# WORK TO COMPLETE
In the records that come next, find every line with "gray". Return those lines.
--- AVAILABLE RECORDS ---
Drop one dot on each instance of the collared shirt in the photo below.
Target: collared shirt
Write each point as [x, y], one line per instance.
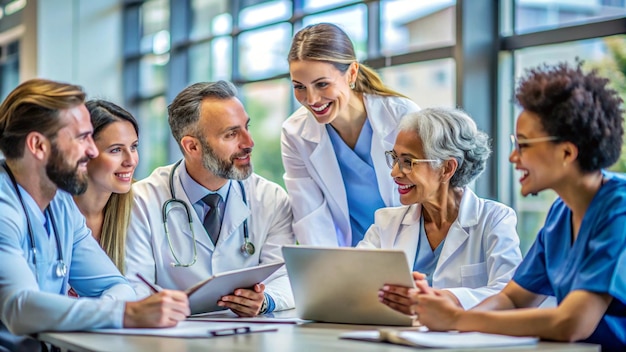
[357, 170]
[196, 192]
[33, 303]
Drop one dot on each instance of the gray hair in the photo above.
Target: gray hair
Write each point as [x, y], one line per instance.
[184, 111]
[446, 133]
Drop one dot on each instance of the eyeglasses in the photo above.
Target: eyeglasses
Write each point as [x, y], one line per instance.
[405, 163]
[518, 144]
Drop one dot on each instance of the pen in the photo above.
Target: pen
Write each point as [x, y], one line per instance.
[152, 286]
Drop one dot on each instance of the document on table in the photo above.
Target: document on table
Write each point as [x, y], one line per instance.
[434, 339]
[281, 317]
[193, 329]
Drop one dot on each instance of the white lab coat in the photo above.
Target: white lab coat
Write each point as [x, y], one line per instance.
[313, 177]
[147, 250]
[480, 253]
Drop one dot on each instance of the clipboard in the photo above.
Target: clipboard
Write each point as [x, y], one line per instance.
[192, 329]
[203, 296]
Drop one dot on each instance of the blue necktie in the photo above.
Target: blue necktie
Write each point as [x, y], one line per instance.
[212, 221]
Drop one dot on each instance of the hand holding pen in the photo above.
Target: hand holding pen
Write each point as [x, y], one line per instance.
[164, 308]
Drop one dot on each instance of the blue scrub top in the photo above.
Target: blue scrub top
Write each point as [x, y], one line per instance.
[425, 258]
[595, 262]
[359, 178]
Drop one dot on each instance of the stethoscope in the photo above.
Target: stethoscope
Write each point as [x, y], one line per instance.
[61, 268]
[247, 248]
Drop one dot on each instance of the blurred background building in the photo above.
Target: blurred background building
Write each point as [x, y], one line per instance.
[464, 53]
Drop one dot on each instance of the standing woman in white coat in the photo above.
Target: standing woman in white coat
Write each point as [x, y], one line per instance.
[333, 146]
[464, 246]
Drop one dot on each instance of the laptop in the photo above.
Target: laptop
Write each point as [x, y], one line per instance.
[340, 285]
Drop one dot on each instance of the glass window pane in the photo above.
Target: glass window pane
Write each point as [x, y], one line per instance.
[603, 54]
[9, 69]
[211, 61]
[265, 12]
[263, 52]
[155, 17]
[407, 25]
[154, 135]
[268, 105]
[353, 20]
[428, 84]
[210, 17]
[314, 5]
[533, 15]
[153, 74]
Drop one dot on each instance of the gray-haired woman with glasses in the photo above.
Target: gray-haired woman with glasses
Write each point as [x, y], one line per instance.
[463, 246]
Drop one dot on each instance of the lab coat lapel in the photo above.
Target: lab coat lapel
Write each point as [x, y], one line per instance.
[383, 139]
[459, 231]
[202, 238]
[326, 166]
[407, 235]
[235, 212]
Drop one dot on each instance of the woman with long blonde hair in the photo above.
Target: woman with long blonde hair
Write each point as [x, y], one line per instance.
[333, 147]
[107, 202]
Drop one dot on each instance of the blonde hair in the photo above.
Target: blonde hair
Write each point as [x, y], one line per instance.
[115, 226]
[118, 207]
[329, 43]
[34, 106]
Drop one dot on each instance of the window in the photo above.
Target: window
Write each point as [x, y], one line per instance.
[412, 44]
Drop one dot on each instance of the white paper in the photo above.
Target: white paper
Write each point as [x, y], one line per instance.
[464, 339]
[187, 329]
[281, 317]
[440, 339]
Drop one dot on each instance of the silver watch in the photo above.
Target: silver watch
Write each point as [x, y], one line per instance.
[264, 305]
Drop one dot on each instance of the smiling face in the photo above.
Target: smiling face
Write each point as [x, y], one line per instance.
[227, 143]
[322, 88]
[70, 151]
[540, 163]
[423, 183]
[112, 171]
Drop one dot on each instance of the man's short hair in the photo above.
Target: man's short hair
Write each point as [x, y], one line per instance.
[34, 106]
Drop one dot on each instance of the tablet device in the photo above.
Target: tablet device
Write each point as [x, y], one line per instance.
[340, 285]
[204, 295]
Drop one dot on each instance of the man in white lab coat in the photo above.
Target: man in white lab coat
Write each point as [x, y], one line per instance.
[169, 245]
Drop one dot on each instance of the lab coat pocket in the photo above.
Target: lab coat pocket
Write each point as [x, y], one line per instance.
[474, 275]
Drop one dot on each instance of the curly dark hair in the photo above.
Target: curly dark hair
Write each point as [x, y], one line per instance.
[576, 107]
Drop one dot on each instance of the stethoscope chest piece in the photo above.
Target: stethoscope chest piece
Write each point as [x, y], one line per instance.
[247, 248]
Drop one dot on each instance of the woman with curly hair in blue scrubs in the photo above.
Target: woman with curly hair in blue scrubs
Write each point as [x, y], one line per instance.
[569, 131]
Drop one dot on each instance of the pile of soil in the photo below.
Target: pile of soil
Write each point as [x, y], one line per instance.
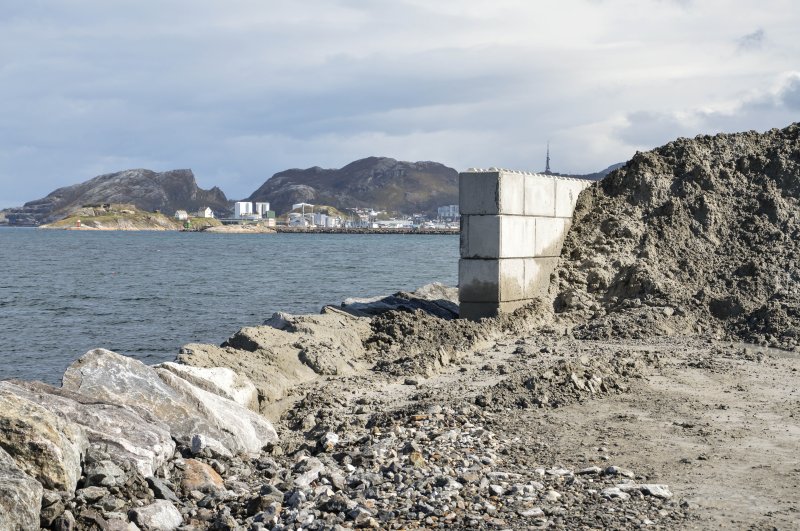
[698, 236]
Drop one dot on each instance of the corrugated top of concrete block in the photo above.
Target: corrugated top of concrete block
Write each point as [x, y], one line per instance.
[533, 173]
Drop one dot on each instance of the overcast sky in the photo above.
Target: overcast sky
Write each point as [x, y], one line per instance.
[241, 89]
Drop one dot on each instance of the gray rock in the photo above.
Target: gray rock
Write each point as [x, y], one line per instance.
[161, 490]
[91, 494]
[160, 515]
[617, 471]
[127, 435]
[65, 522]
[20, 496]
[44, 446]
[52, 508]
[185, 408]
[246, 430]
[104, 473]
[221, 381]
[310, 470]
[202, 443]
[658, 491]
[615, 493]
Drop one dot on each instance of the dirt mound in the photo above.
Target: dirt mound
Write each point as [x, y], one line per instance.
[407, 343]
[566, 381]
[698, 236]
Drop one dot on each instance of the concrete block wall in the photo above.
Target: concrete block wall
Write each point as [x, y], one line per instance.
[513, 226]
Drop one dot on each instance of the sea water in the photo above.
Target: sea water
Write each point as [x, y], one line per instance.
[145, 294]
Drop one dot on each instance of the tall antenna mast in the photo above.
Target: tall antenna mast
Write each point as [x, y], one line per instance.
[547, 164]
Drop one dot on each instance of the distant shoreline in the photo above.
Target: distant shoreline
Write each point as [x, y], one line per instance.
[303, 230]
[279, 230]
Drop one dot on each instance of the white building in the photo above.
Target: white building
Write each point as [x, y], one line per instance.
[204, 213]
[448, 212]
[243, 209]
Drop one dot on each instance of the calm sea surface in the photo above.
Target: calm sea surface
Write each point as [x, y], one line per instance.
[145, 294]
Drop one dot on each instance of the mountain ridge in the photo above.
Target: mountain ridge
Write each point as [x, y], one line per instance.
[372, 182]
[148, 190]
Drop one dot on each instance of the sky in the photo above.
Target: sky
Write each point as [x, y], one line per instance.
[242, 89]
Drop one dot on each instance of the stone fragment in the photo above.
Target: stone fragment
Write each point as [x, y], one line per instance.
[201, 477]
[160, 515]
[91, 494]
[329, 441]
[552, 496]
[309, 470]
[416, 459]
[615, 493]
[44, 446]
[201, 443]
[20, 496]
[617, 471]
[161, 490]
[658, 491]
[52, 508]
[65, 522]
[127, 435]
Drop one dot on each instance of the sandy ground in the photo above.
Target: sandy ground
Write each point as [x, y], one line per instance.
[717, 422]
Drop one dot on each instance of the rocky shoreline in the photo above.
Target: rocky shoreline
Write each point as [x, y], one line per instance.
[122, 445]
[624, 399]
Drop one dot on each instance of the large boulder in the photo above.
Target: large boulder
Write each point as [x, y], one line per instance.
[221, 381]
[20, 497]
[45, 446]
[185, 408]
[125, 434]
[248, 430]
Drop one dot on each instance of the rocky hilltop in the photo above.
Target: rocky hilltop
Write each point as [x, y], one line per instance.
[148, 190]
[374, 182]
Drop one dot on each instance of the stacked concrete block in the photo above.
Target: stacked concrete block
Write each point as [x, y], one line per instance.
[513, 226]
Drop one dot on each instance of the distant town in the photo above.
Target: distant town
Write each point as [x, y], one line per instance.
[309, 216]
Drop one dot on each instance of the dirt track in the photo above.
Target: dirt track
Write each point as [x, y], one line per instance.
[717, 423]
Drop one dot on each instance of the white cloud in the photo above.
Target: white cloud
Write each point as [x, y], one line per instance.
[243, 89]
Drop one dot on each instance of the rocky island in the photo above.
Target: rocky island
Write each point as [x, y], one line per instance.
[653, 386]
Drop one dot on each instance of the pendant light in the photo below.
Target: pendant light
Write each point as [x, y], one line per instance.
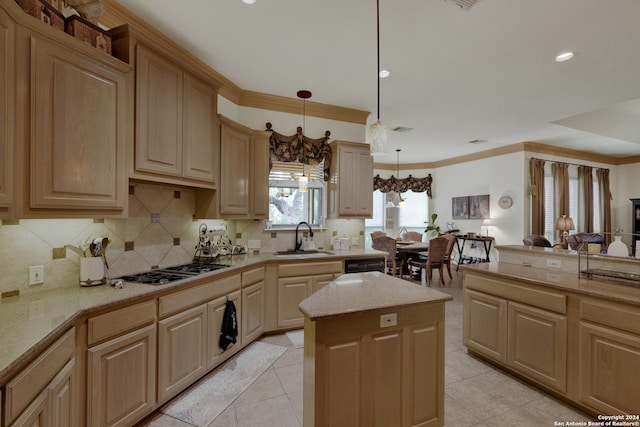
---
# TASK ANSWER
Drop one dot on each instance of the gray hair in the photo above.
Target: gray hair
Drop one dot on each instance of the gray-haired woman with glasses in the photo above.
Target: gray-haired woman with glasses
Drop one dot on each instance of the gray rock in the photo above.
Target: gray rock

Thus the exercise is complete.